▸ Exercise description
Go through the data that follows and restate each line exactly as it reads.

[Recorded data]
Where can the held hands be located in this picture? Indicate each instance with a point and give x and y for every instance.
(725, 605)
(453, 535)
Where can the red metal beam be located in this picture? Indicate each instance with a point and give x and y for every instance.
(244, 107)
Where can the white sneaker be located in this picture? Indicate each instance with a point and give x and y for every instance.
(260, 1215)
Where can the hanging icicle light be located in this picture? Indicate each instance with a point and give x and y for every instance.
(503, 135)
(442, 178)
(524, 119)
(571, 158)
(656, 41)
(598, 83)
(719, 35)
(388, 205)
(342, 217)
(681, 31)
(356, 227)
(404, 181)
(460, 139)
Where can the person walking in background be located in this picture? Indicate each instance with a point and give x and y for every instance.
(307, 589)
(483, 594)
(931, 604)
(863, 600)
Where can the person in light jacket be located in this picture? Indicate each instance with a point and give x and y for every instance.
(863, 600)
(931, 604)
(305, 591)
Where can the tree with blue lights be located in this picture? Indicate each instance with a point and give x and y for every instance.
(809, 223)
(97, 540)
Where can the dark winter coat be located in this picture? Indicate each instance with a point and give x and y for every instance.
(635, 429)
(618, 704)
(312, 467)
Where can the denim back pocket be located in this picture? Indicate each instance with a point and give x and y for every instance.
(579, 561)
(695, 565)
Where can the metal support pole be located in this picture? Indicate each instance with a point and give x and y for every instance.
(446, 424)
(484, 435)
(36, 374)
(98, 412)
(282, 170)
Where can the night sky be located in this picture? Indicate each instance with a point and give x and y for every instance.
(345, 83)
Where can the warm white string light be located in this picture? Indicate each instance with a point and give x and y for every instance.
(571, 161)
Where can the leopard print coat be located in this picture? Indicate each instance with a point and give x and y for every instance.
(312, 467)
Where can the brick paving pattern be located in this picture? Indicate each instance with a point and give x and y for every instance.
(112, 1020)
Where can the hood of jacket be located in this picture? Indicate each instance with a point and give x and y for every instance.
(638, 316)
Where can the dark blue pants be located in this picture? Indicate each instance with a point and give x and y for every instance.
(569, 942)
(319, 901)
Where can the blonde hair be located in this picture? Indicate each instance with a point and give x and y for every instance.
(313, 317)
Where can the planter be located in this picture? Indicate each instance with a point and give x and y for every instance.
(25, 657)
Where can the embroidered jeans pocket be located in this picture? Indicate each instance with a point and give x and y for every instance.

▸ Solution for this task
Where can the held hands be located in this picture? Indicate each instance with a point and give x and y for every instance.
(725, 605)
(453, 535)
Where can the red metal beam be located in this picture? Indicate each instance with a point and give x and y for every instance.
(244, 107)
Where can the white sneaker be located in this picture? Indicate each instance with a point and give x and y for every instance.
(260, 1215)
Where can the hanging icicle light be located in this picture? Indicate each instance with a point and give x and y for every instance.
(503, 135)
(442, 178)
(524, 119)
(571, 158)
(656, 41)
(598, 83)
(719, 35)
(388, 205)
(342, 217)
(681, 31)
(356, 227)
(404, 181)
(460, 139)
Where can the person walking in background be located in this picture? Indicate each instance with a point and give x and y for every instance.
(307, 589)
(483, 594)
(931, 604)
(863, 600)
Where can the person in light jacket be located in this picture? Indicate each instance with a point and give x and y for every instance.
(863, 600)
(931, 604)
(305, 591)
Where can the tree with blue lights be located in this picture? Indicate each instance with a point and give x and y for every instance.
(809, 223)
(97, 540)
Where can the dark winter coat be located in this picture? Indicate each instance with a point and give x and y for every instance.
(635, 429)
(618, 704)
(312, 467)
Where can the denim back pocket be located in this picture? Indicate each instance with a point and give x and y for every instance.
(579, 561)
(695, 565)
Where can the metal support pole be located in this picture? Indicate each instance with a point and give x and y for every instance.
(446, 424)
(484, 435)
(36, 374)
(98, 412)
(282, 170)
Where can the night sky be located in this picture? Indicate each instance with a point and give x and y for every instance.
(345, 83)
Where can the warm white string light be located in this picture? Indicate each instance with a point and give x and y for every instance.
(571, 161)
Where can the leopard print coat be located in this picture? Indicate each instance with a point and give x and y for every instance.
(312, 467)
Where can the brick paving pattern be located in this picture? Indicate each instance with a point and give x and y for every instance.
(112, 1020)
Where can the hood of jacket be located in this picture? Indicate each instance with a point and give x and y for every instance.
(638, 316)
Where can the dark blue pants be located in this picture? Indicate each instance with a point and give x and y for every instance.
(569, 942)
(319, 901)
Where can the blonde hair be located in this picture? Indicate each instance with a point and give x and y for every instance.
(313, 317)
Where can the planter be located in this picture? Indicate each instance with a point and give x and y for every instance.
(25, 657)
Where can the embroidered jeans pocket be located in this picture? Indicate each instance with a point and give x and y for every instance.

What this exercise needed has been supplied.